> **EXERCISE DIRECTIONS**: Given the material below, output exactly the lines from the line with "Query: snowy ground" to the line with "Query: race bib", both ends included, and no other lines.

RECORDS FOR THIS TASK below:

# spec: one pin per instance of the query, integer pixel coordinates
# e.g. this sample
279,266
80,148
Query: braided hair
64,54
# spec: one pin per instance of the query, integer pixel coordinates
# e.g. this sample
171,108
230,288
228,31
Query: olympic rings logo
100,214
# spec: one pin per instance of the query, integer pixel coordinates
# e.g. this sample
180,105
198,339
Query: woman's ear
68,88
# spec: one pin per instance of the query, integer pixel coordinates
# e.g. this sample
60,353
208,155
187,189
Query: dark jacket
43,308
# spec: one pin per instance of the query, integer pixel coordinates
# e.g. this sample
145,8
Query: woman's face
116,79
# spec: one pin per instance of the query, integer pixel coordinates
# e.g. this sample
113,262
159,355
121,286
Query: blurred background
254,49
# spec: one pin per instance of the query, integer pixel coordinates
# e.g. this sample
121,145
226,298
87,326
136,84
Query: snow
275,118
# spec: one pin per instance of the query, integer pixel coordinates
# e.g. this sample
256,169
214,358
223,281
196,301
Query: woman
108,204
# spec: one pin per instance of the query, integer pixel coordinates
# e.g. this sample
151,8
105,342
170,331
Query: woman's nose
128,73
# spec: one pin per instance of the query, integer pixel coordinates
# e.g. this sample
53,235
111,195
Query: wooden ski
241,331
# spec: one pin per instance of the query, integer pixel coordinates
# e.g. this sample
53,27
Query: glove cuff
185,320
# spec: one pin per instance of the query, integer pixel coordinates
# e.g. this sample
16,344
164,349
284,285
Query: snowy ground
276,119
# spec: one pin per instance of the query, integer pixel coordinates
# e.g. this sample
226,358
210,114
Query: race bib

End of RECORDS FOR THIS TASK.
RECORDS FOR THIS TASK below:

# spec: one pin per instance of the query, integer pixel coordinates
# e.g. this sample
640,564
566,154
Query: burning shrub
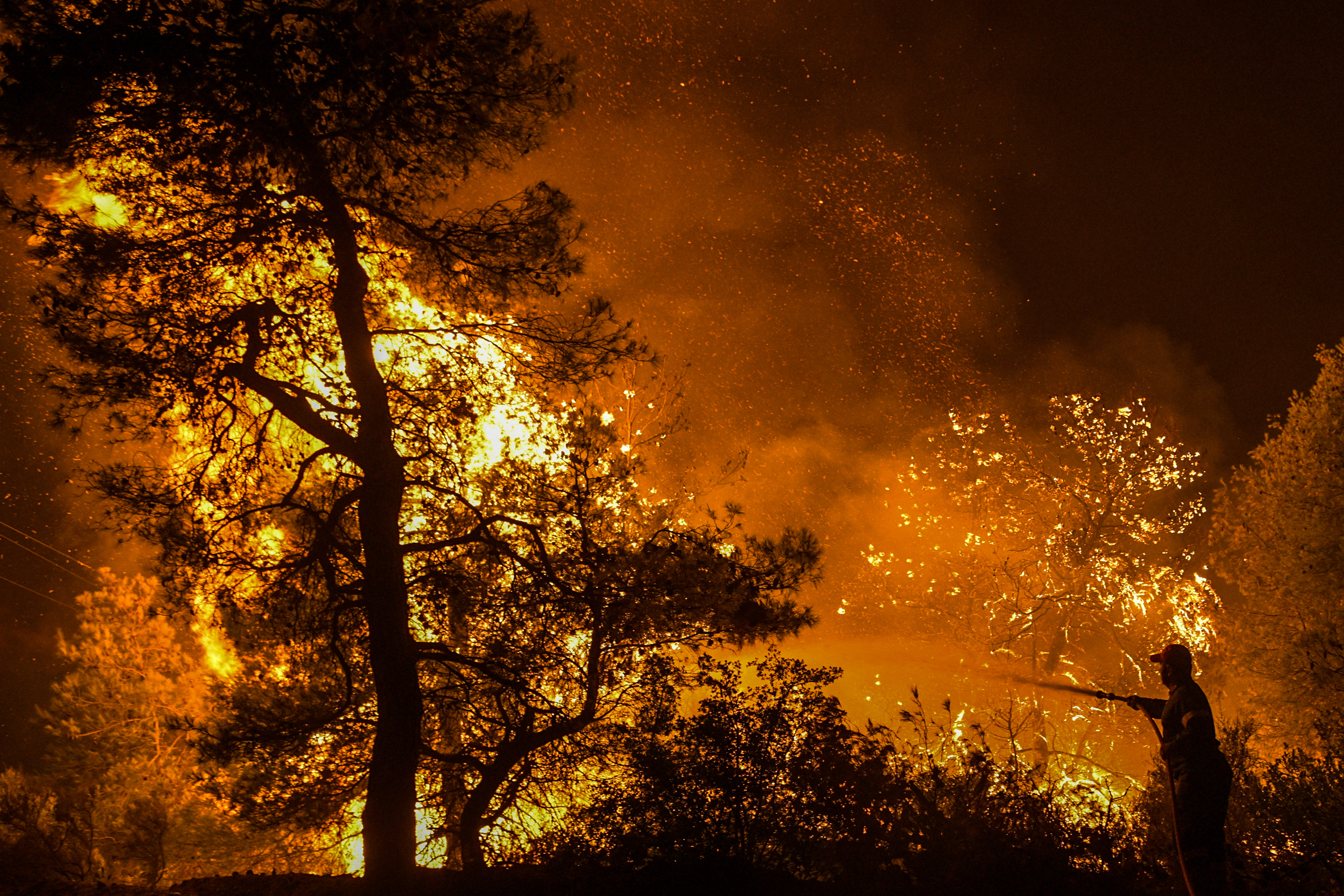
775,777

End of RECORDS FOR THIS TASK.

> **EXERCISE ANSWER**:
Query: snowy ground
276,119
# spec: one pin per instance of the query, integer pixel coordinates
# e.g. this sample
226,358
210,114
Query: race bib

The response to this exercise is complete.